READING PASSAGE:
When we took the old Wood Mountain trail that had been the ancient highway of the buffalo hunters, after a little more than an hour's travel, we were swallowed up in the solitudes. The region through which we had to travel for at least one hundred and twenty miles was utterly void of human tenancy. It was late March, and the morning of our departure from Regina was fine and mild. There was still some snow on the ground but the brown and withered prairie grass was emerging in patches from its winter coverlet; spring was in the air. My sister and I were snugly ensconced among robes and blankets in one of the wagons and every mile of the journey was a source of delight to me. We had tents and, as there was no bush along the way, we carried a supply of firewood. The Metis were veterans of the trail and our camps were well made and comfortable.
The heavily laden wagons travelled slowly and the priest, who was in a hurry to reach the little Metis settlement at Willow Bunch, asked my brother if he would take the buggy and push ahead with him. Pascal agreed and they departed before daylight the next morning.
Scarcely had they gone when there was an ominous change in the weather. Daylight came with a heavy, leaden sky and it became frosty and cold. The wind rose, with quick snow flurries and, when the time came for our noon halt, it appeared as if winter once more had come down upon the country. The tent was put up and preparations made to light a fire. Then my father discovered that the satchel containing the matches had been in the buggy and, quite unconsciously my brother had driven away with it. There was not a match in the whole party and there were still many miles to be traversed. We ate a cold lunch before hitching up and moving on again. The temperature continued to drop during the afternoon, and when we stopped for the night we were all thoroughly uncomfortable.
That evening father searched vainly for flintstones from which to strike a light. We had to go supperless to bed for the increasing cold had frozen our food. Father had a keg of brandy, and before we retired beneath our robes and blankets, we were given a stout jorum that enabled us to bear our hunger and hardships with a little more equanimity. The following evening we reached Willow Bunch, very cold and desperately hungry.

Stored data entries
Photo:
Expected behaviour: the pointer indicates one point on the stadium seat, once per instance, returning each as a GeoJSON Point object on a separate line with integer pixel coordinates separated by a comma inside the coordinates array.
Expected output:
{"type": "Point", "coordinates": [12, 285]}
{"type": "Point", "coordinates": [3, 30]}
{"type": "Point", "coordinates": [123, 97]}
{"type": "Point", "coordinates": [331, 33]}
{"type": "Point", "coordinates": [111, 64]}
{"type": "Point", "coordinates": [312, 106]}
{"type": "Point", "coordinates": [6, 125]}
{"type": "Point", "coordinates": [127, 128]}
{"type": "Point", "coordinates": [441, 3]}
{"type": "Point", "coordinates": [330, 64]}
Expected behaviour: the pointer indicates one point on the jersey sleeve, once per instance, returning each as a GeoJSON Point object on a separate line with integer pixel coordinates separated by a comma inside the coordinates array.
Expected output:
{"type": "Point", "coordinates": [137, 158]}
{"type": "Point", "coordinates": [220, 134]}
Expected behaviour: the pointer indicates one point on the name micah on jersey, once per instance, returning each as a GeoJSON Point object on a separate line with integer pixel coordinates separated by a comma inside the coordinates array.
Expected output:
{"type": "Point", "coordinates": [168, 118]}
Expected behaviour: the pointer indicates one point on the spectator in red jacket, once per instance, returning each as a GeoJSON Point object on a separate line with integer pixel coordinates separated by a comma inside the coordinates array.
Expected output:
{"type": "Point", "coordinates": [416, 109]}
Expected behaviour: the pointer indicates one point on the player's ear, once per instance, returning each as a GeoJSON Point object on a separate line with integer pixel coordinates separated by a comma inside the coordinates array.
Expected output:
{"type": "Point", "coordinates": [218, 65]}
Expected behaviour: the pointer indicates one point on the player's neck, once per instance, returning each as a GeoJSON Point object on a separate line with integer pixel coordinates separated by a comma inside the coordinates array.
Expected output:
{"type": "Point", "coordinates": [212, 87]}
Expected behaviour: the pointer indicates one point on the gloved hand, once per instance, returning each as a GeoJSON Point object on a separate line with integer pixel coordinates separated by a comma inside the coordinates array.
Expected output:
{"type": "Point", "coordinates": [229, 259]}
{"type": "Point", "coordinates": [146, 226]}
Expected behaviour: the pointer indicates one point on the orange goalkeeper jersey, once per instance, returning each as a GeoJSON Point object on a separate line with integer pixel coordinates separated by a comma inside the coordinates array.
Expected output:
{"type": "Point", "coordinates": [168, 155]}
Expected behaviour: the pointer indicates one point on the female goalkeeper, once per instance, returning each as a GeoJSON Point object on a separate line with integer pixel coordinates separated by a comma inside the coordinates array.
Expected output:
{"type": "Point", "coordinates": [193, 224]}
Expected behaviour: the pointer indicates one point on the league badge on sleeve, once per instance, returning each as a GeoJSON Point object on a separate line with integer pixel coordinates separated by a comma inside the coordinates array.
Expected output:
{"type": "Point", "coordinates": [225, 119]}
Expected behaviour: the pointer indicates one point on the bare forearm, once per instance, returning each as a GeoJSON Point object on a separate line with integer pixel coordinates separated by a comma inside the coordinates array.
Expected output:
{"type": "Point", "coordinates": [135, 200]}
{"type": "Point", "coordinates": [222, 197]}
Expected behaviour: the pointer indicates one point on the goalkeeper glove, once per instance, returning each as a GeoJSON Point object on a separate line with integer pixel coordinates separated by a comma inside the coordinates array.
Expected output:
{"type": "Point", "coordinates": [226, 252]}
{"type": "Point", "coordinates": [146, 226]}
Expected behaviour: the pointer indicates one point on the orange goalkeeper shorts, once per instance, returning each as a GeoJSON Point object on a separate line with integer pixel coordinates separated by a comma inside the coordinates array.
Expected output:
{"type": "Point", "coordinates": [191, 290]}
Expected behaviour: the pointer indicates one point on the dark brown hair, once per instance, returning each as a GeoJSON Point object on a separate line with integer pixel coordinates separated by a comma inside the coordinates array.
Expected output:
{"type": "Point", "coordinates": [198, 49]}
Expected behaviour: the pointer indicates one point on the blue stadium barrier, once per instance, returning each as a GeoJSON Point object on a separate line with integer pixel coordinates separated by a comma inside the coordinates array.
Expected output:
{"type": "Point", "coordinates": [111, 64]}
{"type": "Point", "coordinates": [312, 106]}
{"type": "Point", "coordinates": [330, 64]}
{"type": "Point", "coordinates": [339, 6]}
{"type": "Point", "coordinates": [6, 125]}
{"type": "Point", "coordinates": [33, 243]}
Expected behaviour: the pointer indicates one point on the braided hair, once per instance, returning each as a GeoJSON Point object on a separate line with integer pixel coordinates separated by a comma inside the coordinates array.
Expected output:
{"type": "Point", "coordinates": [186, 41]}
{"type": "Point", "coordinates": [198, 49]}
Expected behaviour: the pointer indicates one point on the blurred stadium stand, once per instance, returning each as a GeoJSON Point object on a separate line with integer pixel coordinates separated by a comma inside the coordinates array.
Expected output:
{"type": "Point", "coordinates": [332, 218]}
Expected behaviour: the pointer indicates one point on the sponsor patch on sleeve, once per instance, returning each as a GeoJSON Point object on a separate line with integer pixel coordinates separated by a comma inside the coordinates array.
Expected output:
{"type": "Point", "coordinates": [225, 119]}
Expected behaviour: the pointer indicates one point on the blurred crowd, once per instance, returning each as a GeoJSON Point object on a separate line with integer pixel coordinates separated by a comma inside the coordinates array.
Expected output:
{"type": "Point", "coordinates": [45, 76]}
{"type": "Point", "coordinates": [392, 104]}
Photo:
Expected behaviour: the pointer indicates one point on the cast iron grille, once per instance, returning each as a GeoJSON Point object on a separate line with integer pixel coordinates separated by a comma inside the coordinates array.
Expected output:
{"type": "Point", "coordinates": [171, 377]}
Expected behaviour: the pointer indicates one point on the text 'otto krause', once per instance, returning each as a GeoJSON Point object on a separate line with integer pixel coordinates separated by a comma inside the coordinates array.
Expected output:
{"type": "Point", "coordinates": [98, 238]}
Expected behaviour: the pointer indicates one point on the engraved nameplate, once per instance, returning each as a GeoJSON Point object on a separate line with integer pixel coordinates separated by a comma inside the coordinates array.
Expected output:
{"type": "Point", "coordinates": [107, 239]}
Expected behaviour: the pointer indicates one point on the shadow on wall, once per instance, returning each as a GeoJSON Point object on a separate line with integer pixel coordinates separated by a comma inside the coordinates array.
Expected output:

DIRECTIONS: Return the full account of the spring trip to Willow Bunch, word for word. None of the data is needed.

OUTPUT BELOW:
When we took the old Wood Mountain trail that had been the ancient highway of the buffalo hunters, after a little more than an hour's travel, we were swallowed up in the solitudes. The region through which we had to travel for at least one hundred and twenty miles was utterly void of human tenancy. It was late March, and the morning of our departure from Regina was fine and mild. There was still some snow on the ground but the brown and withered prairie grass was emerging in patches from its winter coverlet; spring was in the air. My sister and I were snugly ensconced among robes and blankets in one of the wagons and every mile of the journey was a source of delight to me. We had tents and, as there was no bush along the way, we carried a supply of firewood. The Metis were veterans of the trail and our camps were well made and comfortable.
The heavily laden wagons travelled slowly and the priest, who was in a hurry to reach the little Metis settlement at Willow Bunch, asked my brother if he would take the buggy and push ahead with him. Pascal agreed and they departed before daylight the next morning.
Scarcely had they gone when there was an ominous change in the weather. Daylight came with a heavy, leaden sky and it became frosty and cold. The wind rose, with quick snow flurries and, when the time came for our noon halt, it appeared as if winter once more had come down upon the country. The tent was put up and preparations made to light a fire. Then my father discovered that the satchel containing the matches had been in the buggy and, quite unconsciously my brother had driven away with it. There was not a match in the whole party and there were still many miles to be traversed. We ate a cold lunch before hitching up and moving on again. The temperature continued to drop during the afternoon, and when we stopped for the night we were all thoroughly uncomfortable.
That evening father searched vainly for flintstones from which to strike a light. We had to go supperless to bed for the increasing cold had frozen our food. Father had a keg of brandy, and before we retired beneath our robes and blankets, we were given a stout jorum that enabled us to bear our hunger and hardships with a little more equanimity. The following evening we reached Willow Bunch, very cold and desperately hungry.